Short exercise: Take the line that contains "For the evaluation set, spot each instance of the cloudy" and all lines after it, up to and including the last line of the data, and write them out exactly; nothing else belongs in the answer.

>> Begin Provided data

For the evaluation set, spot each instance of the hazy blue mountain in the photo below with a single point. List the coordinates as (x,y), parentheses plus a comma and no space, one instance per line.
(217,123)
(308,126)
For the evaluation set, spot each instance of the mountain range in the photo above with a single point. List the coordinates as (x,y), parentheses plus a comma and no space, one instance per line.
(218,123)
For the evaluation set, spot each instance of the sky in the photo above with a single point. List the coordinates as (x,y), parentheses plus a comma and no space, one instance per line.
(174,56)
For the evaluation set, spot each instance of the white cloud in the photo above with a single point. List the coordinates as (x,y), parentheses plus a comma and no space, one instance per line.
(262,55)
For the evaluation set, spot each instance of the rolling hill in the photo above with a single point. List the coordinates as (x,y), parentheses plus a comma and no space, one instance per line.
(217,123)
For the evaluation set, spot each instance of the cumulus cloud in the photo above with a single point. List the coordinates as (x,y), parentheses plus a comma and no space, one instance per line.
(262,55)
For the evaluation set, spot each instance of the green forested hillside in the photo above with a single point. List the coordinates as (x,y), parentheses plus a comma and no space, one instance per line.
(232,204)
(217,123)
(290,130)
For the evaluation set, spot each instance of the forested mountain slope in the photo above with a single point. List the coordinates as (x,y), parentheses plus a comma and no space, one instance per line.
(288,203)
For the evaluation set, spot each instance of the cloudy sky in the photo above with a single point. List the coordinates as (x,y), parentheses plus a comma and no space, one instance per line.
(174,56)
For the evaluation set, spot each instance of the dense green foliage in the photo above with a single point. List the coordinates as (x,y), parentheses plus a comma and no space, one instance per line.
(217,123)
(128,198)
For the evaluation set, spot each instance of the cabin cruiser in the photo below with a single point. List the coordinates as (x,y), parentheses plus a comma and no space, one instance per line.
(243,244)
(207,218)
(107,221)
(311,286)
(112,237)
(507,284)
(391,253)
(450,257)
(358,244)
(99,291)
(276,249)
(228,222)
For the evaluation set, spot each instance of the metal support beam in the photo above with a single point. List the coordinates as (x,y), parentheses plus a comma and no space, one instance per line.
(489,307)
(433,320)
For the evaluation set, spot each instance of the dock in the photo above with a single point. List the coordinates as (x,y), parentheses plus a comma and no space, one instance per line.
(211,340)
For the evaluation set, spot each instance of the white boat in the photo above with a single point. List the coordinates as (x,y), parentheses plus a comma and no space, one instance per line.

>> End Provided data

Task output:
For the evaluation set, spot each instance of the cloudy sky in the photo above with a single point. List the coordinates as (x,y), parentheses plus a comma and no space, one instance per line.
(174,56)
For the evaluation set, spot each instance of the dense green foliage in the photo above with a single point. List the coordinates as (x,y), parentheses plus a comma and no space, one instance per line.
(217,123)
(128,198)
For the evaluation set, spot each instance of the cabin cruiser in the photo below with a single point. List the coordinates as (x,y), parentheses plus a comma and no space, one instance per line.
(243,244)
(207,218)
(107,221)
(311,286)
(112,237)
(507,284)
(391,253)
(450,257)
(358,244)
(99,291)
(276,249)
(228,222)
For the evaluation set, spot each instance of the metal support beam in the photo above with a single point. List the coordinates as (x,y), parentheses plus a comma and no space, one instance per line.
(489,307)
(433,320)
For the evaluation set, spot each instance of the dock in the photo above with a single point. List the coordinates as (x,y), parentheses plus a comma and no space, one instance per line.
(211,340)
For the evaluation set, spot each instance of the white boat in the photo above with a single point. List the coordinates as (x,y), parentheses plus a comma and no space, one instance per line.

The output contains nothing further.